-- What the task asks --
Give back each line of the data exactly.

START Task input

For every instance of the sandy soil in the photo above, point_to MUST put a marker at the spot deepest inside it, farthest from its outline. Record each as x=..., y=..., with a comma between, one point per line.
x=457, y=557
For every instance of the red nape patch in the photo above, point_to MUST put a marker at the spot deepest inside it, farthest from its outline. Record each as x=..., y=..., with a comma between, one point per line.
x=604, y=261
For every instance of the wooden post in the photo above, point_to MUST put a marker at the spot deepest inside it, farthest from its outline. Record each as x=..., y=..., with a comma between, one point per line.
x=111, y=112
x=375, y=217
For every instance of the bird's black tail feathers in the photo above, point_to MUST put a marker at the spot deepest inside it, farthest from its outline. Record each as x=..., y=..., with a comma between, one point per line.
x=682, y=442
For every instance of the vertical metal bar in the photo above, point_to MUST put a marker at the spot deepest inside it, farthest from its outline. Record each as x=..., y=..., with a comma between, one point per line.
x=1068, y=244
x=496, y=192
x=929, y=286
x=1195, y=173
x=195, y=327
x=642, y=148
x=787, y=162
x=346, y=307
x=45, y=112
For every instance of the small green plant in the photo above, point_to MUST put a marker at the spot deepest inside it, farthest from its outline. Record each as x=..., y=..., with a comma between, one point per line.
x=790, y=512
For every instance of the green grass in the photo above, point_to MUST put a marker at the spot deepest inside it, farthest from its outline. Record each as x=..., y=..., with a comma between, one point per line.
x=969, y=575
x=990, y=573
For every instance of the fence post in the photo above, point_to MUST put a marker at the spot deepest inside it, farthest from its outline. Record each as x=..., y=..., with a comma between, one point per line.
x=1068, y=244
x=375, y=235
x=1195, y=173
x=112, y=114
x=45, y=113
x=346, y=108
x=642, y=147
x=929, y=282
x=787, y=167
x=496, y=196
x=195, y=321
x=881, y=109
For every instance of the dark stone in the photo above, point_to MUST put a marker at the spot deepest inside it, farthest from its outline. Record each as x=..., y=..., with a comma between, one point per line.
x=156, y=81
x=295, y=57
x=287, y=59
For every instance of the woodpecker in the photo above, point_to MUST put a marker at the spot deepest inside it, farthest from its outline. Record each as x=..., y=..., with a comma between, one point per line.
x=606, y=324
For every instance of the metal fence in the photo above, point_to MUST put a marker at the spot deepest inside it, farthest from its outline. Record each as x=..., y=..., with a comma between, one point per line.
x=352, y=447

END Task input

-- Task output --
For every instance of the sandy soil in the photo above, point_to MUST put a marker at the spot deepest inside it, farthest from its outline. Record each as x=..., y=..., with a comma between, one point per line.
x=457, y=557
For every instance of the red nape patch in the photo above, point_to MUST put a marker at the spot deepest inside it, farthest from its outline. Record each as x=..., y=..., with a comma between, one point per line.
x=604, y=261
For every instance of the wooden post in the photo above, point_to MUST put a marker at the spot deepest inside it, farthest from its outline. Record each as x=..., y=..., with a comma between, one point per line.
x=111, y=112
x=375, y=217
For every instance of the bird's black tail feathers in the photo above, point_to MUST put a marker at the spot deepest inside it, farthest from its outline. Record each as x=..., y=..., with a comma between, one point per line.
x=682, y=442
For every instance of the vertical metal bar in the photo above, point_to MUST put a marker at the spot deepest inside it, farthest from its outline. Record each as x=..., y=..., with a comma between, one point per line.
x=1068, y=244
x=496, y=192
x=929, y=286
x=1195, y=173
x=195, y=327
x=642, y=148
x=787, y=162
x=346, y=307
x=45, y=112
For every instance of the small green plant in the photo above, point_to MUST put a marker at the spot deepest inside it, farthest from its outline. Record each as x=..., y=..., with a comma between, one point per line.
x=790, y=512
For every instance of the green grass in the photo above, point_to MUST put a marker at the spot deepest inside it, farthest from its outline. Record each as x=..., y=..., with a comma between, one point per line.
x=969, y=575
x=990, y=573
For every instance of the fence post in the photo above, point_to MUST put a marker at the spot deepest inside it, farthest from its outline. Record each as x=..., y=..., with a comma between, one point per line.
x=1068, y=244
x=375, y=235
x=1195, y=173
x=112, y=114
x=45, y=113
x=346, y=108
x=642, y=147
x=929, y=282
x=787, y=167
x=496, y=196
x=195, y=321
x=881, y=109
For every instance of the dark stone in the photo above, point_to MUST put a marker at the spot deepest inside it, farthest from its outline. Record each as x=..., y=..., with a comma between, one point per line.
x=156, y=81
x=295, y=57
x=287, y=59
For every instance of the woodpecker in the photo above, point_to MUST put a marker at the spot deepest inside it, farthest from its outline. Record each as x=..., y=..., with a comma between, one point per line.
x=606, y=324
For every instance of the metal fence in the photo above, point_to MUST put a marker at the spot deepest inside it, farthest from its outline. Record each as x=..., y=..., with a comma between, one point per line.
x=352, y=447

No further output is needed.